Render the records below as a Markdown table with the columns Row and Line. Give each non-blank line its own numbered row and omit blank lines.
◇ ◇ ◇
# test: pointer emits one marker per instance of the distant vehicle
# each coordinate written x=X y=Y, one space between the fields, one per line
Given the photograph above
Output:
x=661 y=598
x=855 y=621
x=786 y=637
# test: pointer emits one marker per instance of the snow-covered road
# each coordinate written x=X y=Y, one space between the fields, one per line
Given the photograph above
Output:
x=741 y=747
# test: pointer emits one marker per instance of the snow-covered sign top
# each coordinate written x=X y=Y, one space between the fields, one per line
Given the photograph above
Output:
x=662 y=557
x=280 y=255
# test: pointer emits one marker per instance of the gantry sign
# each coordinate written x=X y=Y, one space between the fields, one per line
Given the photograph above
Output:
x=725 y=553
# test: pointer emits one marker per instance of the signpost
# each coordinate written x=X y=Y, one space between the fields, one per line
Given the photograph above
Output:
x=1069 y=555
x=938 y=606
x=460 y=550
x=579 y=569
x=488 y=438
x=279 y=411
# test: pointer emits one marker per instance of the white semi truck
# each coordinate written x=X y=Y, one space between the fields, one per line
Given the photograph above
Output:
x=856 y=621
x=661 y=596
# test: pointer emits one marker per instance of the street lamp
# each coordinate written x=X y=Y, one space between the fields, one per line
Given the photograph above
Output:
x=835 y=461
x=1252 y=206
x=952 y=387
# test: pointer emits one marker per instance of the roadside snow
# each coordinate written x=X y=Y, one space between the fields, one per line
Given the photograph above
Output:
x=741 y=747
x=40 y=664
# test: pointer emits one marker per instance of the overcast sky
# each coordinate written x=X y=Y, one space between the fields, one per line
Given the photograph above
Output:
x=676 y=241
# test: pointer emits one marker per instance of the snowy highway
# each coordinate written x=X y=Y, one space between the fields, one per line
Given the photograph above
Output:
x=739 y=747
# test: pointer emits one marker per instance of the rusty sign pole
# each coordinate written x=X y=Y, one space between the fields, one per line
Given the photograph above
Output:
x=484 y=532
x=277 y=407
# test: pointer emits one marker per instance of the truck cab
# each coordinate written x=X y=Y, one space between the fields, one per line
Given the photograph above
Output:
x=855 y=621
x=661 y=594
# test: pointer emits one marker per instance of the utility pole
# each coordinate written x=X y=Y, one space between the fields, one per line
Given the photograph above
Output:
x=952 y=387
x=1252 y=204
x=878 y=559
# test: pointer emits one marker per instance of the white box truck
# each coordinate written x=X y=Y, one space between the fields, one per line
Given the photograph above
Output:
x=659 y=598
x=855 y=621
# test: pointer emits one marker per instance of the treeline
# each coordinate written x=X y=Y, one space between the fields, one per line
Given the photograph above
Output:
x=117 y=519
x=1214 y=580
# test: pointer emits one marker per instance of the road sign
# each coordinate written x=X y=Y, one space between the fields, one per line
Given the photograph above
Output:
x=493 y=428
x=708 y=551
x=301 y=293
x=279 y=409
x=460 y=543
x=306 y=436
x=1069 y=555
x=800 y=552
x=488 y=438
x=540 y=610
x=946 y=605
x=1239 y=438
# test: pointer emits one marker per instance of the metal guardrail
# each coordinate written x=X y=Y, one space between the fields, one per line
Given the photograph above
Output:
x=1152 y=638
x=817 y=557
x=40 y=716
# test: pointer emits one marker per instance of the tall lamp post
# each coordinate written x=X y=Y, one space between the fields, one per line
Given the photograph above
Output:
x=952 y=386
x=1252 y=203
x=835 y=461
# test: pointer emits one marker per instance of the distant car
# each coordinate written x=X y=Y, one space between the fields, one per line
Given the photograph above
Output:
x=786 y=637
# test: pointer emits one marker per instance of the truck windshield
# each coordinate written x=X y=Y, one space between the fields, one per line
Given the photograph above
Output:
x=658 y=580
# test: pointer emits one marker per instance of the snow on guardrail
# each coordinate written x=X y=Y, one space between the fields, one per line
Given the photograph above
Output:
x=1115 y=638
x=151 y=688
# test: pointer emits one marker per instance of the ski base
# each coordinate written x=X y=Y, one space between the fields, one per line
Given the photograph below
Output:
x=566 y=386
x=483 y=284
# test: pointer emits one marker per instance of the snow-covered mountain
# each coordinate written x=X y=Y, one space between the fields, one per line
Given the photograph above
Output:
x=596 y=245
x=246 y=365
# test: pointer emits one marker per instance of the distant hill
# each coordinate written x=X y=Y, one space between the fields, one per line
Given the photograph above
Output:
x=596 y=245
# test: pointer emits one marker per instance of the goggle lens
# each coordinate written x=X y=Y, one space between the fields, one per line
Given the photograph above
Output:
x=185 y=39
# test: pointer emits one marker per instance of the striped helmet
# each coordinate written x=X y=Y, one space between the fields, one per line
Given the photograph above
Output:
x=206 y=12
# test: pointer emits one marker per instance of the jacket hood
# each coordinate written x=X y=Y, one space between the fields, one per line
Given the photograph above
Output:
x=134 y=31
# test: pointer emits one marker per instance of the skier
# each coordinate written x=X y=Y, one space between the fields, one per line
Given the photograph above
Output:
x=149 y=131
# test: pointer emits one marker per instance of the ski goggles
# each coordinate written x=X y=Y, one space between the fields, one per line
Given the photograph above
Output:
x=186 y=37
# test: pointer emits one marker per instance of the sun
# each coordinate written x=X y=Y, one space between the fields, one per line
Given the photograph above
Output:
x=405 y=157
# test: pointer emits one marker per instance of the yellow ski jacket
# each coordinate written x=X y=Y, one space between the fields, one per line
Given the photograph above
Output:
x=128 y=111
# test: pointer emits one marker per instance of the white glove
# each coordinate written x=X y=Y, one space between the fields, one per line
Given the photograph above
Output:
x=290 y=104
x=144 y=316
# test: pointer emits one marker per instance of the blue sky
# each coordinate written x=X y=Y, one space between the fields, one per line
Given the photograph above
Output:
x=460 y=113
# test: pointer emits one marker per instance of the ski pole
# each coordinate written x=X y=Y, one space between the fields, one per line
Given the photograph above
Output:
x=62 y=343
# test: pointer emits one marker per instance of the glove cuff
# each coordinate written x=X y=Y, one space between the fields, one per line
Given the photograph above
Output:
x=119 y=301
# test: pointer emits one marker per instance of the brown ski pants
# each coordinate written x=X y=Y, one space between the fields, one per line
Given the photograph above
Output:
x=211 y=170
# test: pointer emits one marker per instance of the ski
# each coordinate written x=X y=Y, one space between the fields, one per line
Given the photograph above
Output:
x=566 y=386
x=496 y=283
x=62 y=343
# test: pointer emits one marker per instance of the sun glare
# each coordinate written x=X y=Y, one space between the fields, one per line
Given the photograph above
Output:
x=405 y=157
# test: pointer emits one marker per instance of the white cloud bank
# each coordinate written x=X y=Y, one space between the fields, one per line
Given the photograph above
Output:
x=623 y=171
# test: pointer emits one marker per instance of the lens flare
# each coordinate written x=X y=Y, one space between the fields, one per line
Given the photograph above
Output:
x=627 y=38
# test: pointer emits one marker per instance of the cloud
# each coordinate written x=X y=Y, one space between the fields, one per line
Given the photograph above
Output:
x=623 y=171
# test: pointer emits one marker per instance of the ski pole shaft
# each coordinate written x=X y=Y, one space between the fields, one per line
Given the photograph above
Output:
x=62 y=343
◇ ◇ ◇
# Reply to the exercise
| Row | Line |
|---|---|
| 1 | # test: pointer emits one marker per instance of the distant vehicle |
| 2 | # each coordinate written x=X y=Y, one space between the fields, one per line |
| 3 | Given the photograph above |
| 4 | Output: |
| 5 | x=661 y=598 |
| 6 | x=855 y=621 |
| 7 | x=786 y=637 |
| 8 | # test: pointer emits one marker per instance of the snow-covered road |
| 9 | # each coordinate written x=X y=Y, one space between the fields, one per line |
| 10 | Given the photograph above |
| 11 | Output: |
| 12 | x=741 y=747 |
| 13 | # test: pointer emits one marker per instance of the snow-covered sign top |
| 14 | # each coordinate written x=X y=Y, one space between the fields, one per line |
| 15 | Given the photograph above |
| 16 | Output: |
| 17 | x=662 y=557 |
| 18 | x=280 y=255 |
| 19 | # test: pointer emits one marker per instance of the gantry sign |
| 20 | # each coordinate written x=X y=Y, one space between the fields, one per line |
| 21 | Given the photograph above |
| 22 | Output: |
| 23 | x=725 y=553 |
| 24 | # test: pointer emits one marker per instance of the signpost |
| 25 | # each coordinate written x=X y=Y, one space between the fields, one per line |
| 26 | Given the photograph above |
| 27 | Output: |
| 28 | x=1069 y=555 |
| 29 | x=938 y=606 |
| 30 | x=460 y=550 |
| 31 | x=579 y=569 |
| 32 | x=488 y=438 |
| 33 | x=279 y=411 |
| 34 | # test: pointer emits one marker per instance of the white semi truck |
| 35 | # each coordinate written x=X y=Y, one space between the fields, one per line |
| 36 | Given the photograph above |
| 37 | Output: |
| 38 | x=856 y=621 |
| 39 | x=661 y=596 |
| 40 | # test: pointer emits one marker per instance of the street lamp |
| 41 | # each coordinate written x=X y=Y, one space between the fields, one per line |
| 42 | Given the photograph above |
| 43 | Output: |
| 44 | x=835 y=461 |
| 45 | x=1252 y=206 |
| 46 | x=952 y=387 |
| 47 | # test: pointer emits one marker per instance of the roadside snow |
| 48 | # each coordinate written x=X y=Y, one space between the fields, one per line |
| 49 | Given the photograph above |
| 50 | Output: |
| 51 | x=741 y=747 |
| 52 | x=40 y=664 |
| 53 | # test: pointer emits one marker per instance of the overcast sky |
| 54 | # each coordinate written x=X y=Y, one space between the fields, one per line |
| 55 | Given the photograph above |
| 56 | Output: |
| 57 | x=676 y=241 |
| 58 | # test: pointer emits one marker per instance of the snowy highway |
| 59 | # each coordinate written x=X y=Y, one space between the fields, one per line |
| 60 | Given the photograph above |
| 61 | Output: |
| 62 | x=739 y=747 |
| 63 | # test: pointer emits one marker per instance of the rusty sign pole |
| 64 | # each coordinate written x=X y=Y, one space between the fields, one per line |
| 65 | Given the photograph above |
| 66 | Output: |
| 67 | x=484 y=532 |
| 68 | x=277 y=407 |
| 69 | # test: pointer emits one marker per instance of the truck cab |
| 70 | # each coordinate written x=X y=Y, one space between the fields, one per line |
| 71 | Given the photograph above |
| 72 | Output: |
| 73 | x=855 y=621 |
| 74 | x=661 y=594 |
| 75 | # test: pointer emits one marker per instance of the utility pole |
| 76 | # each coordinate written x=X y=Y, one space between the fields, one per line |
| 77 | Given the photograph above |
| 78 | Output: |
| 79 | x=952 y=387 |
| 80 | x=1252 y=204 |
| 81 | x=878 y=559 |
| 82 | # test: pointer emits one marker per instance of the white box truck |
| 83 | # each coordinate written x=X y=Y, one space between the fields, one per line |
| 84 | Given the photograph above |
| 85 | Output: |
| 86 | x=659 y=598 |
| 87 | x=855 y=621 |
| 88 | # test: pointer emits one marker per instance of the treeline |
| 89 | # each coordinate written x=X y=Y, one space between the fields, one per line |
| 90 | Given the photograph above |
| 91 | Output: |
| 92 | x=117 y=519 |
| 93 | x=1214 y=580 |
| 94 | # test: pointer emits one marker per instance of the road sign |
| 95 | # each coordinate written x=X y=Y, one space between the fields, one per line |
| 96 | Given the photograph above |
| 97 | Output: |
| 98 | x=493 y=428 |
| 99 | x=708 y=551 |
| 100 | x=301 y=293 |
| 101 | x=279 y=409 |
| 102 | x=460 y=543 |
| 103 | x=306 y=436 |
| 104 | x=1069 y=555 |
| 105 | x=800 y=552 |
| 106 | x=488 y=438 |
| 107 | x=540 y=610 |
| 108 | x=946 y=605 |
| 109 | x=1239 y=438 |
| 110 | # test: pointer emits one marker per instance of the metal guardrail |
| 111 | # each coordinate written x=X y=Y, one space between the fields, one per line |
| 112 | Given the photograph above |
| 113 | Output: |
| 114 | x=1152 y=638 |
| 115 | x=817 y=557 |
| 116 | x=40 y=716 |
| 117 | # test: pointer emits one marker per instance of the tall lamp post |
| 118 | # each coordinate written x=X y=Y, one space between the fields, one per line |
| 119 | Given the photograph above |
| 120 | Output: |
| 121 | x=952 y=386 |
| 122 | x=1252 y=203 |
| 123 | x=835 y=461 |
| 124 | # test: pointer emits one marker per instance of the distant car |
| 125 | # each coordinate written x=X y=Y, one space between the fields, one per line |
| 126 | Given the photograph above |
| 127 | Output: |
| 128 | x=786 y=637 |
| 129 | # test: pointer emits one marker per instance of the truck windshield |
| 130 | # each coordinate written x=X y=Y, one space between the fields, one per line |
| 131 | Given the photograph above |
| 132 | Output: |
| 133 | x=658 y=580 |
| 134 | # test: pointer emits one marker per instance of the snow on guardrail |
| 135 | # each coordinate written x=X y=Y, one space between the fields, one per line |
| 136 | Given the photograph above |
| 137 | Output: |
| 138 | x=1115 y=638 |
| 139 | x=151 y=688 |
| 140 | # test: pointer emits one marker per instance of the ski base |
| 141 | # each coordinate written x=X y=Y, one space between the fields, one per line |
| 142 | Given the photograph below |
| 143 | Output: |
| 144 | x=566 y=386 |
| 145 | x=483 y=284 |
| 146 | # test: pointer emits one marker per instance of the snow-covered mountain |
| 147 | # each coordinate written x=X y=Y, one space between the fields, one per line |
| 148 | Given the photograph above |
| 149 | Output: |
| 150 | x=596 y=245 |
| 151 | x=246 y=365 |
| 152 | # test: pointer emits one marker per instance of the distant hill |
| 153 | # each coordinate written x=X y=Y, one space between the fields, one per line |
| 154 | Given the photograph above |
| 155 | Output: |
| 156 | x=596 y=245 |
| 157 | # test: pointer emits one marker per instance of the goggle lens |
| 158 | # each coordinate written x=X y=Y, one space between the fields, one per line |
| 159 | Given the photograph above |
| 160 | Output: |
| 161 | x=185 y=39 |
| 162 | # test: pointer emits one marker per instance of the striped helmet |
| 163 | # each coordinate written x=X y=Y, one space between the fields, one per line |
| 164 | Given the photograph above |
| 165 | Output: |
| 166 | x=206 y=12 |
| 167 | # test: pointer emits one marker per instance of the jacket hood |
| 168 | # each coordinate written x=X y=Y, one space between the fields, one per line |
| 169 | Given the photograph above |
| 170 | Output: |
| 171 | x=134 y=31 |
| 172 | # test: pointer emits one marker per instance of the skier |
| 173 | # each coordinate written x=X y=Y, one space between the fields, one per line |
| 174 | Given the photograph above |
| 175 | Output: |
| 176 | x=149 y=131 |
| 177 | # test: pointer emits one marker per instance of the ski goggles |
| 178 | # each coordinate written x=X y=Y, one space between the fields, one per line |
| 179 | Given the photograph above |
| 180 | Output: |
| 181 | x=186 y=37 |
| 182 | # test: pointer emits one marker per instance of the sun |
| 183 | # each coordinate written x=X y=Y, one space between the fields, one per line |
| 184 | Given the photograph above |
| 185 | Output: |
| 186 | x=405 y=157 |
| 187 | # test: pointer emits one marker per instance of the yellow ski jacket |
| 188 | # each coordinate written x=X y=Y, one space between the fields, one per line |
| 189 | Given the photograph above |
| 190 | Output: |
| 191 | x=128 y=111 |
| 192 | # test: pointer emits one marker per instance of the white glove |
| 193 | # each coordinate written x=X y=Y, one space between the fields, one per line |
| 194 | Given the photograph above |
| 195 | Output: |
| 196 | x=290 y=104 |
| 197 | x=144 y=316 |
| 198 | # test: pointer emits one marker per instance of the blue sky |
| 199 | # each coordinate written x=X y=Y, one space between the fields, one per line |
| 200 | Given the photograph above |
| 201 | Output: |
| 202 | x=460 y=113 |
| 203 | # test: pointer emits one marker per instance of the ski pole |
| 204 | # each coordinate written x=X y=Y, one space between the fields, one per line |
| 205 | Given the photograph above |
| 206 | Output: |
| 207 | x=62 y=343 |
| 208 | # test: pointer emits one marker per instance of the glove cuff |
| 209 | # each coordinate written x=X y=Y, one space between the fields, one per line |
| 210 | Given the photograph above |
| 211 | Output: |
| 212 | x=119 y=301 |
| 213 | # test: pointer emits one marker per instance of the brown ski pants |
| 214 | # each coordinate written x=X y=Y, one space between the fields, one per line |
| 215 | Given the photograph above |
| 216 | Output: |
| 217 | x=211 y=170 |
| 218 | # test: pointer emits one marker per instance of the ski |
| 219 | # each coordinate written x=X y=Y, one space between the fields, one per line |
| 220 | Given the photograph above |
| 221 | Output: |
| 222 | x=566 y=386 |
| 223 | x=496 y=283 |
| 224 | x=62 y=343 |
| 225 | # test: pointer emits one marker per instance of the sun glare |
| 226 | # each coordinate written x=X y=Y, one space between the fields, one per line |
| 227 | Given the photograph above |
| 228 | Output: |
| 229 | x=405 y=157 |
| 230 | # test: pointer emits one marker per instance of the white cloud bank |
| 231 | # each coordinate written x=X y=Y, one space between the fields, one per line |
| 232 | Given the photograph above |
| 233 | Output: |
| 234 | x=623 y=171 |
| 235 | # test: pointer emits one marker per instance of the lens flare |
| 236 | # each coordinate written x=X y=Y, one space between the fields, one per line |
| 237 | Given the photograph above |
| 238 | Output: |
| 239 | x=627 y=38 |
| 240 | # test: pointer emits one marker per instance of the cloud |
| 241 | # each coordinate written x=X y=Y, one space between the fields, one per line |
| 242 | Given the photograph above |
| 243 | Output: |
| 244 | x=623 y=171 |
| 245 | # test: pointer emits one marker per instance of the ski pole shaft |
| 246 | # each coordinate written x=X y=Y, one space between the fields, one per line |
| 247 | Given the photograph above |
| 248 | Output: |
| 249 | x=62 y=343 |